--- WRITTEN PROBLEM A ---
Please write out the rows below again, substituting "masked spectator" for "spectator in mask" and keeping everything else unchanged.

[Begin TEXT]

Opinion
Docket No. 43, Calendar No. 48,887.
Decided April 26, 1961.
Appeal from Wayne; Culehan (Miles N.), J. Submitted January 5, 1961. (Docket No. 43, Calendar No. 48,887.) Decided April 26, 1961.
In the matter of the petition of Edwin A. Hakenjos, court clerk, for the removal of Arthur Cartwright from the office of bailiff of the common pleas court of the city of Detroit. Order of removal entered in common pleas court and affirmed in circuit court. Defendant appeals. Affirmed.
Samuel H. Olsen, Prosecuting Attorney, Hobart Taylor, Jr., and Aloysius J. Suchy, Assistant Prosecuting Attorneys, for plaintiff.
Reymont Paul, for defendant.
Appellant herein was appointed as a bailiff of the common pleas court of the city of Detroit in 1941, and thereafter proceeded for a number of years to perform the duties of said office in connection with the service of process. By order of 3 judges of said court he was removed on January 27, 1960, and his name stricken from the list of bailiffs. Such action was taken following a hearing, before the judges signing said order, on a petition filed by the clerk of said court, on January 6th preceding, alleging that defendant had abandoned and vacated the office in violation of statute because of his failure to serve process assigned to him. From the order entered an appeal was taken to the circuit court of Wayne county which, under date of July 21, 1960. affirmed the order of the common pleas court. In connection with the proceeding in the circuit the parties filed a stipulation of facts in lieu of a transcript of the testimony taken on the hearing above mentioned. On appeal to this Court it is the claim of defendant that the order of removal was unauthorized by law and unwarranted under the facts.

[End TEXT]

--- WRITTEN PROBLEM B ---
Reproduce the court opinion above in full, word for word.

[Begin SUPPLIED DATA]

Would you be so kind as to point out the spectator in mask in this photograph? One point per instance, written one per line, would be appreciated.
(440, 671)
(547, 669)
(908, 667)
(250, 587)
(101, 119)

[End SUPPLIED DATA]

--- WORKED ANSWER A ---
Would you be so kind as to point out the masked spectator in this photograph? One point per instance, written one per line, would be appreciated.
(440, 671)
(547, 669)
(908, 667)
(250, 587)
(101, 119)

--- WORKED ANSWER B ---
Opinion
Docket No. 43, Calendar No. 48,887.
Decided April 26, 1961.
Appeal from Wayne; Culehan (Miles N.), J. Submitted January 5, 1961. (Docket No. 43, Calendar No. 48,887.) Decided April 26, 1961.
In the matter of the petition of Edwin A. Hakenjos, court clerk, for the removal of Arthur Cartwright from the office of bailiff of the common pleas court of the city of Detroit. Order of removal entered in common pleas court and affirmed in circuit court. Defendant appeals. Affirmed.
Samuel H. Olsen, Prosecuting Attorney, Hobart Taylor, Jr., and Aloysius J. Suchy, Assistant Prosecuting Attorneys, for plaintiff.
Reymont Paul, for defendant.
Appellant herein was appointed as a bailiff of the common pleas court of the city of Detroit in 1941, and thereafter proceeded for a number of years to perform the duties of said office in connection with the service of process. By order of 3 judges of said court he was removed on January 27, 1960, and his name stricken from the list of bailiffs. Such action was taken following a hearing, before the judges signing said order, on a petition filed by the clerk of said court, on January 6th preceding, alleging that defendant had abandoned and vacated the office in violation of statute because of his failure to serve process assigned to him. From the order entered an appeal was taken to the circuit court of Wayne county which, under date of July 21, 1960. affirmed the order of the common pleas court. In connection with the proceeding in the circuit the parties filed a stipulation of facts in lieu of a transcript of the testimony taken on the hearing above mentioned. On appeal to this Court it is the claim of defendant that the order of removal was unauthorized by law and unwarranted under the facts.